Information provided below:

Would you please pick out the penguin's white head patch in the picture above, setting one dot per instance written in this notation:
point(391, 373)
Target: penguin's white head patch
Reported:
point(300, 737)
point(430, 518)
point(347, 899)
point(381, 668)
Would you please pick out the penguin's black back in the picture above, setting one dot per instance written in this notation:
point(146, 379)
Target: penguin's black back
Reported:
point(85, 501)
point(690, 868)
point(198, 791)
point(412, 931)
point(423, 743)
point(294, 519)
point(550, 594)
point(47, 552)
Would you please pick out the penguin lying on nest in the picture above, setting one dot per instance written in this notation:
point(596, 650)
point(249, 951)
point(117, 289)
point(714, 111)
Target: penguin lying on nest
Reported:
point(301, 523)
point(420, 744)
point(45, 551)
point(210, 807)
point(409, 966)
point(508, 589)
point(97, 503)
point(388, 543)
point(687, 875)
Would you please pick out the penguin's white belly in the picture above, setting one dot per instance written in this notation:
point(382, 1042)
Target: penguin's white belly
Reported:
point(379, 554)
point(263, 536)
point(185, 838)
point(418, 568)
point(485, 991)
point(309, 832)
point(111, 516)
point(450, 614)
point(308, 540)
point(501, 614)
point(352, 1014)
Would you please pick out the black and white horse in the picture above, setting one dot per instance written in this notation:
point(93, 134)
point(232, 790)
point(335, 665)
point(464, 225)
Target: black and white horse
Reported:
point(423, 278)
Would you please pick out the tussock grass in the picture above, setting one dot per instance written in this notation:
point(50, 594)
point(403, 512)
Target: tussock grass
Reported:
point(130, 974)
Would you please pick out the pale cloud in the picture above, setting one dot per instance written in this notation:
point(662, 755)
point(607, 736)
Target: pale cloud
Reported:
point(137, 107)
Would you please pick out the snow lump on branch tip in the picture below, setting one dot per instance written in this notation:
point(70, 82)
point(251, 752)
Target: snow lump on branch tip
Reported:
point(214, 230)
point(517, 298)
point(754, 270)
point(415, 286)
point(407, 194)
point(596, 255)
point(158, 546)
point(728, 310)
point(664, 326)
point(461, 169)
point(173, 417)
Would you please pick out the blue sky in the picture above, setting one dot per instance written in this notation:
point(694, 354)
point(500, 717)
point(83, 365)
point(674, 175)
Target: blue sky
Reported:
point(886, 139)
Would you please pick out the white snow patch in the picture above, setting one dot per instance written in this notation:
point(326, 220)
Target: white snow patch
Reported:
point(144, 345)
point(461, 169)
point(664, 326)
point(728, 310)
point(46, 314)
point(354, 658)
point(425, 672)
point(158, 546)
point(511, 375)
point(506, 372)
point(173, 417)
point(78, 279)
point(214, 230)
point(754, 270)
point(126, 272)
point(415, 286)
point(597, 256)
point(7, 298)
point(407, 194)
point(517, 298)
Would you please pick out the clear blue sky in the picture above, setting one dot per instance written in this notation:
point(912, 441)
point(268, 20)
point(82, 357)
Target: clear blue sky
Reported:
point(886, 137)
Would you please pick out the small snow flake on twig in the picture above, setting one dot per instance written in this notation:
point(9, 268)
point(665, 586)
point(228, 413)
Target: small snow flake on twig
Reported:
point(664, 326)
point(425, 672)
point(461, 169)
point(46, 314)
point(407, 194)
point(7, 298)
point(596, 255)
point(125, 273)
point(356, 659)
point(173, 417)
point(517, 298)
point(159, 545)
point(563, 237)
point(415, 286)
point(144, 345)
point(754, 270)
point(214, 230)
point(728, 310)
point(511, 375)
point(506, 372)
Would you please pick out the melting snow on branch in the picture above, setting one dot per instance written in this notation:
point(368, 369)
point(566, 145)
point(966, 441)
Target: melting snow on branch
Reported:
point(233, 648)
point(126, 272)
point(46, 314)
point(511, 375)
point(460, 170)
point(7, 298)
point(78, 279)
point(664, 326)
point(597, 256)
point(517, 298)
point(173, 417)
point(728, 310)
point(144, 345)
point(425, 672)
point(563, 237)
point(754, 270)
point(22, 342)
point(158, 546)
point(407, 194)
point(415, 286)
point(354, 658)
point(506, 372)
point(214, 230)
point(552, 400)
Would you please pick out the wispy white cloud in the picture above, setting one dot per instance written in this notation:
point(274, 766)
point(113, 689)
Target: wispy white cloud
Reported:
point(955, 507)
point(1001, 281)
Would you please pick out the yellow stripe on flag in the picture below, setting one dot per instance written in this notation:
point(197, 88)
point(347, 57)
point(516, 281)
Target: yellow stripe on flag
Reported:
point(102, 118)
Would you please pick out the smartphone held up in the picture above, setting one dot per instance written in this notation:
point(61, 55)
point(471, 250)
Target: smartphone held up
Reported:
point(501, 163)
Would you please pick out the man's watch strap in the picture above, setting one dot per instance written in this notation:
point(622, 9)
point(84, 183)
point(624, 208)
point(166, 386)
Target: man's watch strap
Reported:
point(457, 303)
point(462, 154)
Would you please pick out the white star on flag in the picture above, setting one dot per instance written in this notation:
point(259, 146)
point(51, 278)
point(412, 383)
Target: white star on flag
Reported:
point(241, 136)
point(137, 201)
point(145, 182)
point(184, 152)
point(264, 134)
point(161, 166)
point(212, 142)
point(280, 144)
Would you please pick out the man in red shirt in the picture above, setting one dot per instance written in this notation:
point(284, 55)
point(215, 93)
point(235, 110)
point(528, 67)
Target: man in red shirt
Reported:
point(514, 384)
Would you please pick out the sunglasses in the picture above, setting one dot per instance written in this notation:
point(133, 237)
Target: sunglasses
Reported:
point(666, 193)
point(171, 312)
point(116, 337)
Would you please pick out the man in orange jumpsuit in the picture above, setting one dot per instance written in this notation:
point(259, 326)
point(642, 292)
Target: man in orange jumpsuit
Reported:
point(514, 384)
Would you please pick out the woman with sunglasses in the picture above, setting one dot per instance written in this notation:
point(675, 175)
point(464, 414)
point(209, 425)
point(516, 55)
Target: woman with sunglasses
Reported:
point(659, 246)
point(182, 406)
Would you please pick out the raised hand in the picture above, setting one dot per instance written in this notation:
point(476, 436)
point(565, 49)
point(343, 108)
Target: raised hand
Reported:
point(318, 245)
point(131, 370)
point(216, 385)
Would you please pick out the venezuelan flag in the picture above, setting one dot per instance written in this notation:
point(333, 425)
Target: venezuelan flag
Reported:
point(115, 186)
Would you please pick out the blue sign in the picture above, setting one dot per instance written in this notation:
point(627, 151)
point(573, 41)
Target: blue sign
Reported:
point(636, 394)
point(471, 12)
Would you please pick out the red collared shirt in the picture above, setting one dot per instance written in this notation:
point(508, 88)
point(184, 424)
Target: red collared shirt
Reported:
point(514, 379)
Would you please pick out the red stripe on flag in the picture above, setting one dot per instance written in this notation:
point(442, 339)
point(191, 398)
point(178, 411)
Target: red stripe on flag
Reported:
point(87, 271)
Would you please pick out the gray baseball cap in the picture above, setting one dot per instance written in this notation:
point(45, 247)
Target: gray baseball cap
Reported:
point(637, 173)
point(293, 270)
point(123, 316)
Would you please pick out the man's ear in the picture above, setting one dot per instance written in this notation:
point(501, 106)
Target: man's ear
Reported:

End of Information provided.

*Task requirements*:
Please give the number of lines in the data above that contain the word "nest", with nothing else.

*Written reply*:
2